SOURCE TEXT.
Coffee gianduia

Danish pastry croissants with coffee dough and gianduja chocolate.

Berry Chocolate Dough
Coffee gianduia
Quentin Billeau

Quentin Billeau

Patissier, France

Ingredients

For 25 servings

Danish pastry dough

537 g flour T45

537 g traditional flour

510 g water

130 g sugar

21 g salt

32 g honey

55 g milk powder

100 g Debic Brioche Butter

32 g fresh yeast

500 g Debic Croissant Butter (1)

125 g Debic Croissant Butter (2)

Gianduia chocolate bars

200 g chocolate drops

80 g gianduja

Basic dough

Coffee dough

454 g basic dough

25 g coffee paste

125 g Debic Croissant Butter (2)

Preparation

Knead all ingredients, except the Croissant Butter, for 5 minutes at first speed. 

Continue at second speed for 15 minutes, just until a well-formed silk dough. 

Dough temperature 21°C-23°C.

Leave the dough at ambient temperature for 30 minutes, well covered with a plastic sheet.

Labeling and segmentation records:
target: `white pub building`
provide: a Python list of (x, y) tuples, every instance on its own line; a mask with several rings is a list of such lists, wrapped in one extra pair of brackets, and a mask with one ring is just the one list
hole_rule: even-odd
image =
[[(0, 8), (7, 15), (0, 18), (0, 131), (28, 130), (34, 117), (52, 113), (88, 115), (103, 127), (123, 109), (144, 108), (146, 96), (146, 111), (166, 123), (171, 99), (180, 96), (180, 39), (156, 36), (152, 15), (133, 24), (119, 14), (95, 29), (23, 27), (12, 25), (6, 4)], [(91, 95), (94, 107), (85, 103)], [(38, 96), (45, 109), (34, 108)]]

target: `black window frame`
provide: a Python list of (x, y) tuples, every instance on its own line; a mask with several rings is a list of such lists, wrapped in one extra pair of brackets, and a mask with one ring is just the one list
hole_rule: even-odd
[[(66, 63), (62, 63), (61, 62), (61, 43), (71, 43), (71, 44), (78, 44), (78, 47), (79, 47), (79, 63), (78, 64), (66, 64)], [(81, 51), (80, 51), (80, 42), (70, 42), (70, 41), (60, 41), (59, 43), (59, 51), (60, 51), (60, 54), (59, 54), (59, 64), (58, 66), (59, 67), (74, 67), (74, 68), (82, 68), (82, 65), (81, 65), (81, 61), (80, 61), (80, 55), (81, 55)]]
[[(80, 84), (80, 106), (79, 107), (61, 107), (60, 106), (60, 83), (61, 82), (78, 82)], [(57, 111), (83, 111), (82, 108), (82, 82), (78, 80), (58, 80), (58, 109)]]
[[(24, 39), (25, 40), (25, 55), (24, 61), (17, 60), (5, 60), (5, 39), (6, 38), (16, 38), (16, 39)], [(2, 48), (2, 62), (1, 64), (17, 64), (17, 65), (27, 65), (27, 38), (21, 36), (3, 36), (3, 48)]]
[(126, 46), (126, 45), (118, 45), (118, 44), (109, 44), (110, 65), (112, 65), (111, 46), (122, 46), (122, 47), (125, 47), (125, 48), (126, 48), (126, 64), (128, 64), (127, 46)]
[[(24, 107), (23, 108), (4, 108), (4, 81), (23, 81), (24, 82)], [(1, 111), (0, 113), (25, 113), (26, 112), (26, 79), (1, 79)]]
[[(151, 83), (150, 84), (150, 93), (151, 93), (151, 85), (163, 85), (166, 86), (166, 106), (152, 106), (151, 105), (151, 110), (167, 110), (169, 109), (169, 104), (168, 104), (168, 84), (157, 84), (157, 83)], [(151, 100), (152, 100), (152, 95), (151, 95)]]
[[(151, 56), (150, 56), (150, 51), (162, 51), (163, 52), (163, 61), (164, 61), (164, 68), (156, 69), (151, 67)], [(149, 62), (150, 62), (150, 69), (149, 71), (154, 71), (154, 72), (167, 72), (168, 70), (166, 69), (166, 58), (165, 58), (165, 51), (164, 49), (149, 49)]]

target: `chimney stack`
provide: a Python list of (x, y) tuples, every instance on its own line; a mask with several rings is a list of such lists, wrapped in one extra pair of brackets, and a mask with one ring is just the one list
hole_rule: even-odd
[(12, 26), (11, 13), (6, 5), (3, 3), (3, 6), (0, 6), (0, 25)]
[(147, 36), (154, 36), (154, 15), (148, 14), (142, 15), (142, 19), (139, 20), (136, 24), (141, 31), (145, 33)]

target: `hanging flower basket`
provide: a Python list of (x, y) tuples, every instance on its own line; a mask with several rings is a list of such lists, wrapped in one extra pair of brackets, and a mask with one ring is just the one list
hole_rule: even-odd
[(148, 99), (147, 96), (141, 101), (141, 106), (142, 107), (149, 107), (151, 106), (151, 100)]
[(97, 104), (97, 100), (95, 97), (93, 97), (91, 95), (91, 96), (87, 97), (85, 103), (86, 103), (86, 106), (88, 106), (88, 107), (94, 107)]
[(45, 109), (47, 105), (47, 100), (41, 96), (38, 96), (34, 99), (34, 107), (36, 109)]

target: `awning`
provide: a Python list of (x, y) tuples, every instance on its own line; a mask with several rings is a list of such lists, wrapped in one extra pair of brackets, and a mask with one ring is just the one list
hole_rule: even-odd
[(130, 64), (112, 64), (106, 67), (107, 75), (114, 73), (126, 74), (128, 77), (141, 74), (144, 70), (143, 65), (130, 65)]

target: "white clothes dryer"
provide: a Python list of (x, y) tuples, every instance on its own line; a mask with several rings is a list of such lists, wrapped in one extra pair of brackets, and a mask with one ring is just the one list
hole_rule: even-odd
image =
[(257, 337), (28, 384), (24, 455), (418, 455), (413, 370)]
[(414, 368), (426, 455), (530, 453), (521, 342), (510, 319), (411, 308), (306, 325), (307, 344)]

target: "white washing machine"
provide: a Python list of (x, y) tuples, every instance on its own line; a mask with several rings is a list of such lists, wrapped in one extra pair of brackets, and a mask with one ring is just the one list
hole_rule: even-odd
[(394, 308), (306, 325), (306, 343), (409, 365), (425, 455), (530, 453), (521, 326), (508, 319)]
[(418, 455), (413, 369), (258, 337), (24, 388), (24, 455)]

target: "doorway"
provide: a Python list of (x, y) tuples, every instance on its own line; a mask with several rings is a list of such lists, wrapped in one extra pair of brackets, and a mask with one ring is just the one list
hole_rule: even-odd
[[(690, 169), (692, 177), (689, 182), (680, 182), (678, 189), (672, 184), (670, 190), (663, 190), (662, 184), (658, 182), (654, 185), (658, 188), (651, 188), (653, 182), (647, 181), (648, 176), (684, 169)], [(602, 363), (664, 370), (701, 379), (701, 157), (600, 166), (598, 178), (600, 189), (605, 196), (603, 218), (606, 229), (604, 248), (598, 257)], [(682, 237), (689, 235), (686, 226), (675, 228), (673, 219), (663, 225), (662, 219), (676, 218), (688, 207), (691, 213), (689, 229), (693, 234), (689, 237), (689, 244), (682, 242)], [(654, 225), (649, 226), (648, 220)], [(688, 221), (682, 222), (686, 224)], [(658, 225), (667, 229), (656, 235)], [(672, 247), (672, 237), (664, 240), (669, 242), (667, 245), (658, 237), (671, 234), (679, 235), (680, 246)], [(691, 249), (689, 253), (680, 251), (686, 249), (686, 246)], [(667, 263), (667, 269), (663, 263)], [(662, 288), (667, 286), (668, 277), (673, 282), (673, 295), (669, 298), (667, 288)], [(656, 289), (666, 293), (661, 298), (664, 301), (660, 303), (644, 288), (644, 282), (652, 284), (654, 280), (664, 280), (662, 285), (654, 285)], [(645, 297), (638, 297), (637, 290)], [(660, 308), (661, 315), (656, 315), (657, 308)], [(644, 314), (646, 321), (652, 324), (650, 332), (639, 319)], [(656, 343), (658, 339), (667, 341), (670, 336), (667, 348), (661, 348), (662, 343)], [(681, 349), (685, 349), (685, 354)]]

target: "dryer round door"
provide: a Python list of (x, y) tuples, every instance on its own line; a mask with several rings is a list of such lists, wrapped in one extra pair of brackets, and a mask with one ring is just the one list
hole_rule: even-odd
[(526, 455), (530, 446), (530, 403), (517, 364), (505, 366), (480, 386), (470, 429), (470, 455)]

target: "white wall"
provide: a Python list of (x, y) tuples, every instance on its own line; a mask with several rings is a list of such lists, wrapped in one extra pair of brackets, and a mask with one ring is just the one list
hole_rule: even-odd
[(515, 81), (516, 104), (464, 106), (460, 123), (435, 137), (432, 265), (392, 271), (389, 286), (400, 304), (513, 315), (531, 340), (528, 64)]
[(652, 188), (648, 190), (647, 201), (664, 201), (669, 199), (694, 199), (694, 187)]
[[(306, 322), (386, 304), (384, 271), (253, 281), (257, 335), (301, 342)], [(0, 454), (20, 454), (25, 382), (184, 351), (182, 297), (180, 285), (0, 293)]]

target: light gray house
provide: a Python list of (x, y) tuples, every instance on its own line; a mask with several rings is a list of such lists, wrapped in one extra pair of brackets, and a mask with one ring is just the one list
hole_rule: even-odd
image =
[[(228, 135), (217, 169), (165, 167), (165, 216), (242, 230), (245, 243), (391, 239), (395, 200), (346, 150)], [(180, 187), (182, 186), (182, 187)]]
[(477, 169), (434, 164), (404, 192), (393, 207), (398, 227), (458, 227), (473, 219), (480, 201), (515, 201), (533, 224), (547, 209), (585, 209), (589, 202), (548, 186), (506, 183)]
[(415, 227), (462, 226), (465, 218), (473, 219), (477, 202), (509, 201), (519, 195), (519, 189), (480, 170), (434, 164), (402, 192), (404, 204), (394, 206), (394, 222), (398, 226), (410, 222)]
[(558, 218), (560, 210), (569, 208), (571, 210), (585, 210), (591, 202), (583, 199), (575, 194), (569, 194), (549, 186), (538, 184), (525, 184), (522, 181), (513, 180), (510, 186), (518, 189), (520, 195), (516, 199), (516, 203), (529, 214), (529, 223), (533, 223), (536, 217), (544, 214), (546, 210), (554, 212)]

REQUIRED ACTIONS.
A) Quote the coffee gianduia recipe word for word, from the words "Knead all ingredients, except" through "Dough temperature 21°C-23°C.".
B) Using the coffee gianduia recipe, decide whether each statement agrees with it: (i) the Danish pastry dough calls for 510 g of water; (ii) every ingredient, including the Croissant Butter, is kneaded for 5 minutes at first speed; (iii) the dough rests at ambient temperature for 30 minutes. Answer yes or no for each and quote the deciding words.

SOLUTION SET.
A)
Knead all ingredients, except the Croissant Butter, for 5 minutes at first speed. 

Continue at second speed for 15 minutes, just until a well-formed silk dough. 

Dough temperature 21°C-23°C.

B)
(i) Yes: "510 g water"
(ii) No: "Knead all ingredients, except the Croissant Butter, for 5 minutes at first speed."
(iii) Yes: "Leave the dough at ambient temperature for 30 minutes, well covered with a plastic sheet."